---- Excerpted passage

The Folkoperan works in a new tradition -- using a chamber orchestra with a complement of about thirty excellent young musicians - even the conductor is rotated. Its productions are sized for a smaller, more intimate setting. This production is radically different in its conception, which taken on its own terms made some sense only as long as it is not compared to the traditional Carmen. Brahms claimed to have seen twenty-six performances of the opera in 1876. Given that the perennial bachelor Brahms appeared to have his sexual appetites satisfied exclusively with prostitutes, even back then Carmen had charms other than the music. Still, Bizet's Carmen music is always gorgeous.
Folkoperan's production was closer to an expressionist vision of life and hard times among a group of outcasts. I wish I could say that this Carmen was a compelling and striking characterization. She was not. This Carmen was not fiery. Life (and the men in it) keeps trying to beat her down. She fights back until she realizes the futility of doing so given what the cards have told her. In the old days the cards said: "le mort". For the Folkoperan's Carmen they say: "döden". Those of us who glory in the French libretto, as bad as it really is, have no anchor in Swedish. But, knowing well the story and the action is enough to go on even with the presence of supertitles. Unfortunately, supertitles force you to interrupt watching the action, and reading the translation momentarily suspends your attention to the music. This is far from ideal for even the devoted operagoer. For my Swedish companion, hearing the opera in her native language gave it a presence and immediacy that only enhanced her experience.
No longer nine, I still see that sexy Risë and hear that cajoling Habañera. Now I've got hips. And how.

--------

**Written task**.
Summarize the opera review above in two sentences.

---- Entries supplied

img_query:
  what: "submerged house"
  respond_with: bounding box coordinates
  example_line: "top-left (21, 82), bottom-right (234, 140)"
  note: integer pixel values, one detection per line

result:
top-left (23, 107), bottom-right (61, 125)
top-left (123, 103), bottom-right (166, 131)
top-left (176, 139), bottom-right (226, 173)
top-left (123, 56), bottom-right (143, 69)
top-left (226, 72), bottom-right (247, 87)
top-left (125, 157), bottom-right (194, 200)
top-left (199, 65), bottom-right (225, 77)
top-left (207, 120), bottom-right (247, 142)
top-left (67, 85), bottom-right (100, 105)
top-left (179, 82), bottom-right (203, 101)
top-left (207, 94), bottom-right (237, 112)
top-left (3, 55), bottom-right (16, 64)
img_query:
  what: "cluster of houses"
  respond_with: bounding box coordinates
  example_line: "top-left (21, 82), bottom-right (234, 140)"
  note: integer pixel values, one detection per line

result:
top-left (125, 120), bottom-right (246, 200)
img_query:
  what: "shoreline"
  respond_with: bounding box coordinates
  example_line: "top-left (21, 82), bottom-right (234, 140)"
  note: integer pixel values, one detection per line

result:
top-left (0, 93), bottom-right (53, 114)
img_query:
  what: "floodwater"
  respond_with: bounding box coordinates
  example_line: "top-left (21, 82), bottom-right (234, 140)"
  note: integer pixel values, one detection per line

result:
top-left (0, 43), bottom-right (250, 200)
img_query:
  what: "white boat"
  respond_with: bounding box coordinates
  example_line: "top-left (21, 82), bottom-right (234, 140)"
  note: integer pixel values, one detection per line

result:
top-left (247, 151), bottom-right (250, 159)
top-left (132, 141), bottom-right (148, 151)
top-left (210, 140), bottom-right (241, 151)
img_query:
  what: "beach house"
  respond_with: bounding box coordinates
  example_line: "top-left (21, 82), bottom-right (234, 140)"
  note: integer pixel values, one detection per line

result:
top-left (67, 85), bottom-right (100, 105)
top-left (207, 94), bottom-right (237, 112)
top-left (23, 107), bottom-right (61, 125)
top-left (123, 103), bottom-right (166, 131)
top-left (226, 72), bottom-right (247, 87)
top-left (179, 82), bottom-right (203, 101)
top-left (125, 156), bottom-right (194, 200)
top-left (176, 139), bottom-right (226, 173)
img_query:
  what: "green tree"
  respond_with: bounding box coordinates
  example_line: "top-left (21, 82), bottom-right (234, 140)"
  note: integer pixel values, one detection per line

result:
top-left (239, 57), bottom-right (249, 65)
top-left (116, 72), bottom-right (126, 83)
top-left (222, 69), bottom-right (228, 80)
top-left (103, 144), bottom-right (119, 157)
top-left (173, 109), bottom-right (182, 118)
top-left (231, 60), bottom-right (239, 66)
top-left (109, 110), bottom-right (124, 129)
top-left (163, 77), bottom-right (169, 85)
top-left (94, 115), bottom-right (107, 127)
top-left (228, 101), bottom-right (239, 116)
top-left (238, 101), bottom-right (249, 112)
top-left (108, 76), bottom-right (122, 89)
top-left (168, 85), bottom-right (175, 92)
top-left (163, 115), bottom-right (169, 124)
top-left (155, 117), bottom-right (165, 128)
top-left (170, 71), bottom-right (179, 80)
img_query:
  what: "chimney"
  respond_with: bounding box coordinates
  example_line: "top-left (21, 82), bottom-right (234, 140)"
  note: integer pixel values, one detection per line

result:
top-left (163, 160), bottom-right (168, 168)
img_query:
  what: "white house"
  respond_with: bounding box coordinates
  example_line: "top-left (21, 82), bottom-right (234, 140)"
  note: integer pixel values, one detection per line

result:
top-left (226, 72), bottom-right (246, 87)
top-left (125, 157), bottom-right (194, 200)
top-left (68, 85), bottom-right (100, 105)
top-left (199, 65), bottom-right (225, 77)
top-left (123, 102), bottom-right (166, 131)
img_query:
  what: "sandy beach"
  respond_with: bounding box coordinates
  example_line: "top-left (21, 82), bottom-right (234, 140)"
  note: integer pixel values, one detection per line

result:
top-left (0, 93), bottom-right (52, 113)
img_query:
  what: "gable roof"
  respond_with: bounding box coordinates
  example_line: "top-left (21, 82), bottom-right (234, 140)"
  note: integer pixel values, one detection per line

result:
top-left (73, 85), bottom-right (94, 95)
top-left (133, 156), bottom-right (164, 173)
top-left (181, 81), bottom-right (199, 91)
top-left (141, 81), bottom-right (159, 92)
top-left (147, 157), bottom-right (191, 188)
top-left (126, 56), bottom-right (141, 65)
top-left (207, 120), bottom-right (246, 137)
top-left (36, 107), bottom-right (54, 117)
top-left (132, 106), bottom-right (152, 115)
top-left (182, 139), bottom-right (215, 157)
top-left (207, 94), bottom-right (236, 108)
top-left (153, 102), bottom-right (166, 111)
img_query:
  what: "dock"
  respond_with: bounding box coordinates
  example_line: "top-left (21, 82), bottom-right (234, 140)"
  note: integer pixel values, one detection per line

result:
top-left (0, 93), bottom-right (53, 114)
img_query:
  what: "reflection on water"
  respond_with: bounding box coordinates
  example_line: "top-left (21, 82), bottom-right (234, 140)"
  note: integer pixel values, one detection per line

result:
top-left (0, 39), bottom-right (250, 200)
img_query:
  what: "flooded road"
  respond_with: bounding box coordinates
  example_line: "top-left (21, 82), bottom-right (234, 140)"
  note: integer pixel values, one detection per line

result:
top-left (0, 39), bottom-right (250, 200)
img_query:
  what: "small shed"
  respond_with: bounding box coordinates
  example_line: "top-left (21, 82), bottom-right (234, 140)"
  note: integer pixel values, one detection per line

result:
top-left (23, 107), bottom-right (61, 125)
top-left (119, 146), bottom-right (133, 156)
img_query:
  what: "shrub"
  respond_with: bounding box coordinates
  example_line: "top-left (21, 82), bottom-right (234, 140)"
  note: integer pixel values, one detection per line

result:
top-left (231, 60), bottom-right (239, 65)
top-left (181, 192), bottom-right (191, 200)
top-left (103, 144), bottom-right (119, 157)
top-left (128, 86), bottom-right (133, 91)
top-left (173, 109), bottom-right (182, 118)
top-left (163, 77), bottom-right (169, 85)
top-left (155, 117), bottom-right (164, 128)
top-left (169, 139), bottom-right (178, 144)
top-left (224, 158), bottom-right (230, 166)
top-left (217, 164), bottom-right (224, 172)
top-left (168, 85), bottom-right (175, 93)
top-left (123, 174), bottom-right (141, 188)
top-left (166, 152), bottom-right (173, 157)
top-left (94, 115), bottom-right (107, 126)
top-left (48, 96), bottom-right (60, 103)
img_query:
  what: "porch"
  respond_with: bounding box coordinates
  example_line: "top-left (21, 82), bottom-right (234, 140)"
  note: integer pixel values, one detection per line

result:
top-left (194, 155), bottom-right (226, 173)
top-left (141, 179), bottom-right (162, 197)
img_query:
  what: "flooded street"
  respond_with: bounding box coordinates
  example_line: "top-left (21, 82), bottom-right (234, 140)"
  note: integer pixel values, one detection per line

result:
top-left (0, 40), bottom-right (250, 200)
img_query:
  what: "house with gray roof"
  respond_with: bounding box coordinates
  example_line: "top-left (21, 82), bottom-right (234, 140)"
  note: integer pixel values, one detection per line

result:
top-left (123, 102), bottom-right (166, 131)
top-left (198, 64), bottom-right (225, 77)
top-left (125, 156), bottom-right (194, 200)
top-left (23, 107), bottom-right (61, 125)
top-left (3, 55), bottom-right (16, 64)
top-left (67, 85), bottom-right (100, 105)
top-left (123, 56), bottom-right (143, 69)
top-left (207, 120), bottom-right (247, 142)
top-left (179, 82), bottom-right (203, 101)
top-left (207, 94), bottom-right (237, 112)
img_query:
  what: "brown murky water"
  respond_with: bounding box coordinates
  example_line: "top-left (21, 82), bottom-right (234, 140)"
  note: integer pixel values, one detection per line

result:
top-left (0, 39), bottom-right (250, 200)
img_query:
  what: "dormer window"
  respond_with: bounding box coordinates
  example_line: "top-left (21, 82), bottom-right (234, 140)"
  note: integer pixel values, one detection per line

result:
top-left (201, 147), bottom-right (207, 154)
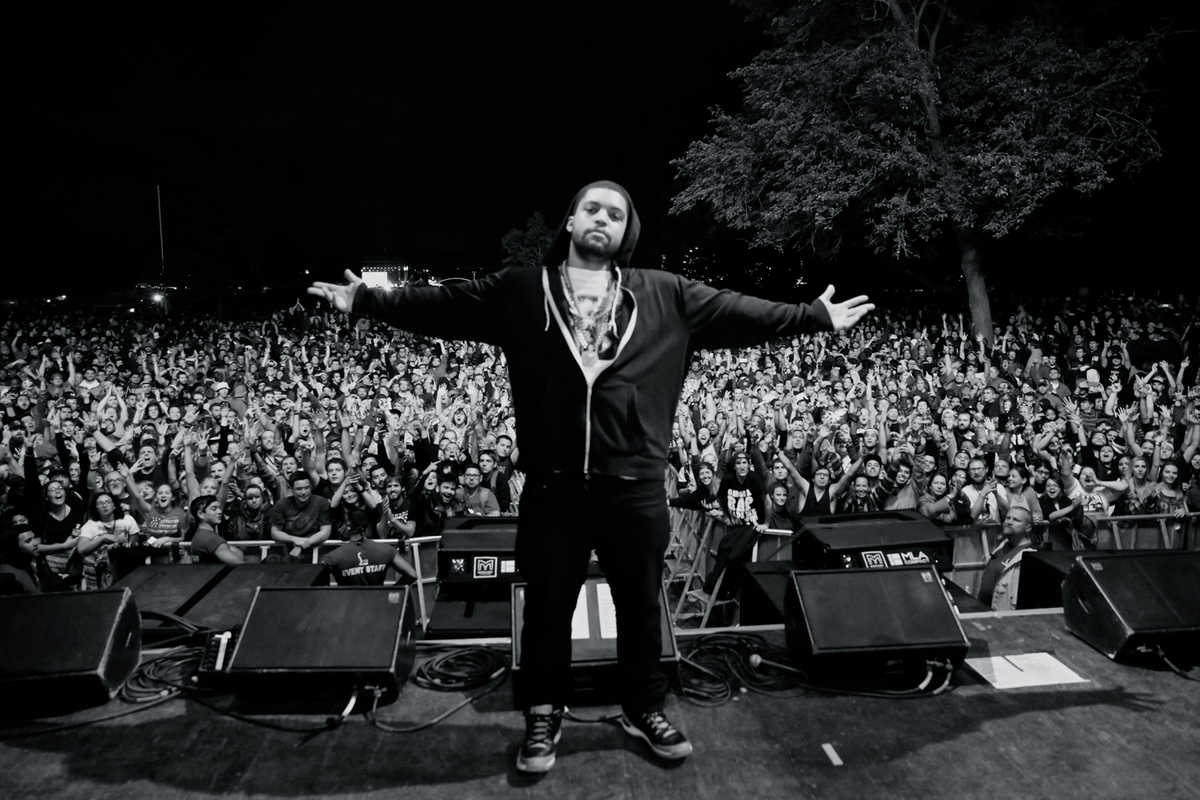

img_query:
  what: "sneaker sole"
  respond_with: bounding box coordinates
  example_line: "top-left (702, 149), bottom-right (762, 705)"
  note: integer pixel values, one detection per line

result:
top-left (620, 715), bottom-right (691, 760)
top-left (517, 729), bottom-right (563, 772)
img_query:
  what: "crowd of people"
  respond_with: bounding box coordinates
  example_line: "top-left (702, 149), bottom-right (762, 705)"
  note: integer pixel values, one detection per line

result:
top-left (0, 291), bottom-right (1200, 604)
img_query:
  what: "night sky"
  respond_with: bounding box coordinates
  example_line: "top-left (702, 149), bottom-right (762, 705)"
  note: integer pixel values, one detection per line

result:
top-left (11, 0), bottom-right (1200, 303)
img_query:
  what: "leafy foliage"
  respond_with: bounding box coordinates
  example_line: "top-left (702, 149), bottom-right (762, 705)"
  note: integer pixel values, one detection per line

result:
top-left (673, 0), bottom-right (1160, 262)
top-left (500, 211), bottom-right (554, 266)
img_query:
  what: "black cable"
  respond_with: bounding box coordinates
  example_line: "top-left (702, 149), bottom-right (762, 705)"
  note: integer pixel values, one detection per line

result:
top-left (679, 633), bottom-right (954, 706)
top-left (413, 646), bottom-right (509, 692)
top-left (366, 646), bottom-right (509, 733)
top-left (119, 648), bottom-right (204, 703)
top-left (679, 633), bottom-right (805, 706)
top-left (1154, 644), bottom-right (1200, 681)
top-left (0, 694), bottom-right (174, 740)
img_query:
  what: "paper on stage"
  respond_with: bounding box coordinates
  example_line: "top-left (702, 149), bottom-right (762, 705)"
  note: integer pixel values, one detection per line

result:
top-left (966, 652), bottom-right (1088, 688)
top-left (571, 584), bottom-right (592, 639)
top-left (596, 583), bottom-right (617, 639)
top-left (571, 583), bottom-right (617, 639)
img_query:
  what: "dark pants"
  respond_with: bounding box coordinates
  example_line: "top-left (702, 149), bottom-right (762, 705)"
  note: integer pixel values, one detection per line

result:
top-left (517, 474), bottom-right (671, 715)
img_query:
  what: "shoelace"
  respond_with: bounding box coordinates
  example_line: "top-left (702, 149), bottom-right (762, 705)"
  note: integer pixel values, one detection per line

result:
top-left (643, 711), bottom-right (674, 739)
top-left (529, 714), bottom-right (554, 741)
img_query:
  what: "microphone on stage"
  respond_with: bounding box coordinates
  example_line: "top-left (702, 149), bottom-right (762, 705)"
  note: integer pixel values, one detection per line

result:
top-left (750, 652), bottom-right (804, 675)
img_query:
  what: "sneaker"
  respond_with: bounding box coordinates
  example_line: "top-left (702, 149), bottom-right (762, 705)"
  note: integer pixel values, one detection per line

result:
top-left (620, 711), bottom-right (691, 758)
top-left (517, 709), bottom-right (563, 772)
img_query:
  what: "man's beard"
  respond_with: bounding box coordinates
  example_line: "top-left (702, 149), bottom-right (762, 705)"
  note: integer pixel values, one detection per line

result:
top-left (571, 229), bottom-right (620, 260)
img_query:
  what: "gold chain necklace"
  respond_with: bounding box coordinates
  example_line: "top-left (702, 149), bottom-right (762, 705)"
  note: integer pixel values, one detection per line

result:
top-left (560, 266), bottom-right (616, 367)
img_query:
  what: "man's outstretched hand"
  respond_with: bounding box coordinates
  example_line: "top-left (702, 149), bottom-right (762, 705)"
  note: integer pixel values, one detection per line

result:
top-left (816, 284), bottom-right (875, 331)
top-left (308, 270), bottom-right (360, 314)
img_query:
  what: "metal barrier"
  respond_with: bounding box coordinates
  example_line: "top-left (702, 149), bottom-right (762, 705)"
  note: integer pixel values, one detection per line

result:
top-left (942, 513), bottom-right (1200, 595)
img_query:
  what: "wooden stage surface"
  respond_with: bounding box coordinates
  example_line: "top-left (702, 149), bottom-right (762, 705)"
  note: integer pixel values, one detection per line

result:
top-left (0, 612), bottom-right (1200, 800)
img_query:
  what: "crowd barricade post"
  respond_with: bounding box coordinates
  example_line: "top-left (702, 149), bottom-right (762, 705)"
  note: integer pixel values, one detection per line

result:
top-left (666, 509), bottom-right (709, 584)
top-left (1096, 512), bottom-right (1200, 551)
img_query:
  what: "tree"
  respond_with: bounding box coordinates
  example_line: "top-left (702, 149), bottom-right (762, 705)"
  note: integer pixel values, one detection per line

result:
top-left (500, 211), bottom-right (554, 266)
top-left (672, 0), bottom-right (1162, 341)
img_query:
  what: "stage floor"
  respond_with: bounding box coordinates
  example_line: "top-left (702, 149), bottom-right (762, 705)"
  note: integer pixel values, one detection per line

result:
top-left (0, 612), bottom-right (1200, 800)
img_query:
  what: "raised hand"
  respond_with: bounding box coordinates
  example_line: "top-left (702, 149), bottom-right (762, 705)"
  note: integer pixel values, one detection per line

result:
top-left (308, 270), bottom-right (362, 313)
top-left (816, 283), bottom-right (875, 331)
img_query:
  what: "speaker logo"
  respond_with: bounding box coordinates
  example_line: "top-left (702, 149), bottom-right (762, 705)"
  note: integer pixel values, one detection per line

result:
top-left (473, 555), bottom-right (499, 581)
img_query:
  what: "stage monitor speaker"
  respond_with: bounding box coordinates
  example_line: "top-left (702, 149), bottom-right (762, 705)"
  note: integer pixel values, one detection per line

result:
top-left (222, 587), bottom-right (416, 705)
top-left (738, 561), bottom-right (796, 625)
top-left (792, 511), bottom-right (954, 572)
top-left (1060, 551), bottom-right (1200, 661)
top-left (784, 566), bottom-right (970, 674)
top-left (1016, 551), bottom-right (1118, 609)
top-left (0, 589), bottom-right (142, 712)
top-left (511, 576), bottom-right (679, 709)
top-left (113, 564), bottom-right (329, 643)
top-left (438, 525), bottom-right (521, 587)
top-left (425, 597), bottom-right (512, 639)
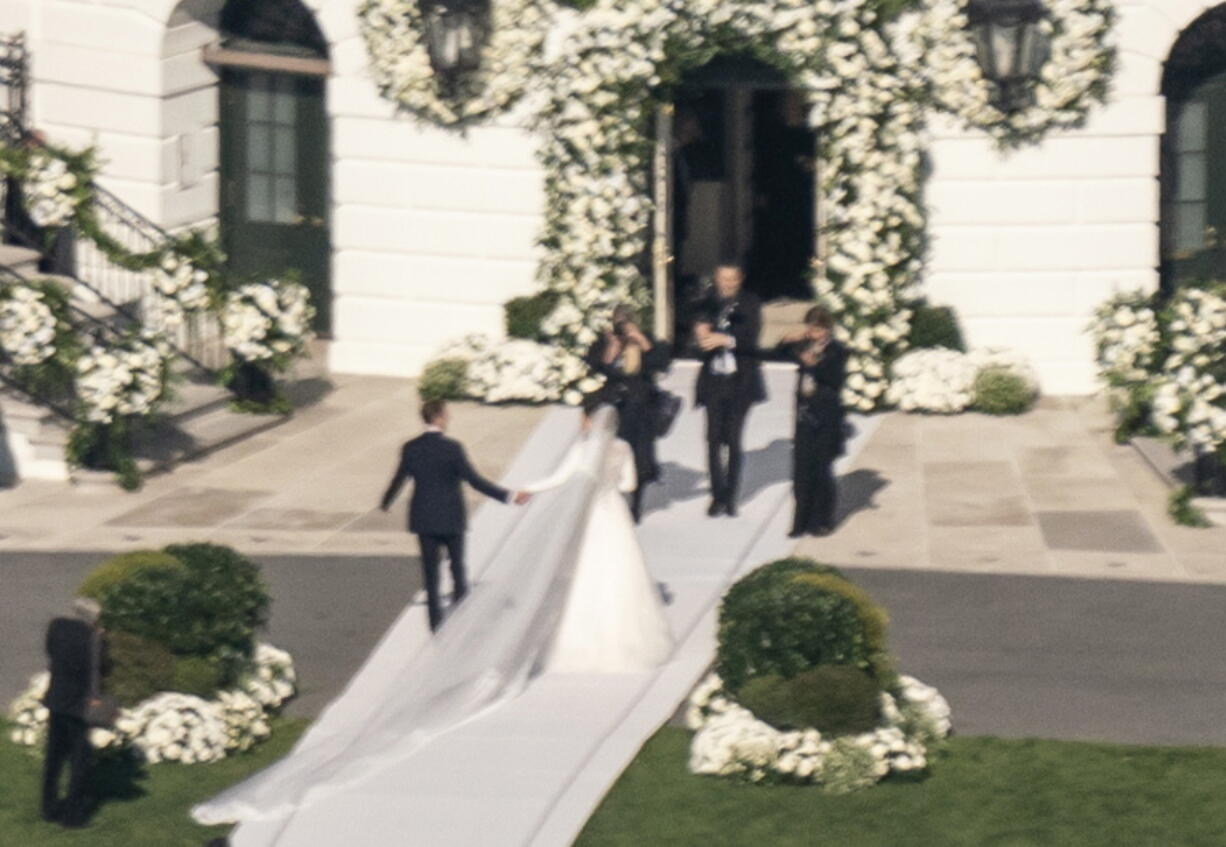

--------

**Expected answer**.
Folkoperan uses a chamber orchestra of about thirty young musicians and sizes its productions for intimate settings, and its radically different Carmen was closer to an expressionist vision of outcasts than to the traditional opera. The reviewer found this Carmen neither compelling nor fiery and felt that the Swedish libretto and supertitles drew attention away from the action and music, though the reviewer's Swedish companion found that hearing it in her native language enhanced her experience.